++++ EXTRACTED TEXT
28 April 2010

Selby Gardens publications on gesneriads

In my experience, many gesneriad enthusiasts are interested not only in growing and displaying plants, but also in learning as much as they possibly can about their favorite plant family. Society members eagerly await each quarter's instalment of Gesneriads, the preeminent journal for all things gesneriad. But did you know that the Marie Selby Botanical Gardens, home of the Gesneriad Research Center, is a great connection to receive current literature on gesneriads as well?

Both the Gardens' membership magazine, the Tropical Dispatch, and the Gardens' peer-reviewed scientific journal, Selbyana, frequently feature gesneriad articles, images and information.

A peek insides the most recent issue of the Tropical Dispatch.

This month's Tropical Dispatch, with a picture of Drymonia decora on the cover, contains several articles of interest to gesneriad enthusiasts. In the magazine, Bruce Holst provides a valuable overview of epiphyte biology, and in it he discusses gesneriads and other plant families that contain epiphytic species. Selby's Director of Horticulture Mike McLaughlin explains the challenges and pleasures of maintaining one of the world's most scientifically valuable collections of living plants and features an image and discussion on Gasteranthus atratus. In a column on epiphyte evolution, I explain how we are using DNA and molecular techniques at Selby Gardens to better understand epiphytism in the Gesneriaceae and other plant families.

A page out of a past issue of Selbyana featuring a new gesneriad species description.

Bruce Holst and I have taken over editorship of Selbyana and just recently submitted the next instalment, Selbyana 30(2) to Allen Press for publishing. This issue contains two original scientific articles on gesneriads. Laura Clavijo and John L. Clark publish a new species of Drymonia from Colombia and Ivonne SanMartin-Gajardo and José Renato Santana Vianna present a fascinating study on hummingbird pollination in Nematanthus brasiliensis. Both articles feature excellent photographs and new insights on gesneriad biology.
++++++++
++++ STUDY MATERIAL
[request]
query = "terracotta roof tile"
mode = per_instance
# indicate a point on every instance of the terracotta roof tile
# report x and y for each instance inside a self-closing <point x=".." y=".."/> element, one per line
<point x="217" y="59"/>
++++++++
■ **PROBLEMS TO SOLVE**
A. Copy the stretch of the Selby Gardens post from "In my experience, many" through "the Tropical Dispatch.".
B. Summarize the Selby Gardens post in two sentences.
C. Pick up the Selby Gardens post from where it stops and continue it.

■ **REPLIES**
A.
In my experience, many gesneriad enthusiasts are interested not only in growing and displaying plants, but also in learning as much as they possibly can about their favorite plant family. Society members eagerly await each quarter's instalment of Gesneriads, the preeminent journal for all things gesneriad. But did you know that the Marie Selby Botanical Gardens, home of the Gesneriad Research Center, is a great connection to receive current literature on gesneriads as well?

Both the Gardens' membership magazine, the Tropical Dispatch, and the Gardens' peer-reviewed scientific journal, Selbyana, frequently feature gesneriad articles, images and information.

A peek insides the most recent issue of the Tropical Dispatch.

B. The Marie Selby Botanical Gardens' membership magazine, the Tropical Dispatch, and its peer-reviewed journal, Selbyana, frequently feature gesneriad articles, images and information. This month's Tropical Dispatch includes pieces on epiphyte biology, on maintaining the living collection, and on using DNA to study epiphytism, while Selbyana 30(2) has two gesneriad articles: a new Drymonia species from Colombia and a study of hummingbird pollination in Nematanthus brasiliensis.

C.
So, are you interested in receiving either or both of these publications? If you become a member of Selby Gardens, you will automatically receive the Tropical Dispatch. Selbyana is available through subscription.

How to join and subscribe:

Tropical Dispatch - Basic Membership at Selby Gardens, starting at $60/year, includes three instalments of the Tropical Dispatch and unlimited access to the Gardens for you and a guest (among other benefits). Not in Sarasota that often or at all? There's still reason to join. Your membership to Selby gives you free admission to over 200 participating gardens, arboreta, and conservatories nationwide, so the rewards from your Selby membership are likely within a short drive from where you are right now. To learn more about the benefits of being a member and to join, please visit Selby Gardens' website or call me directly (941.366.5731 x256) and I'll get you in touch with our membership department.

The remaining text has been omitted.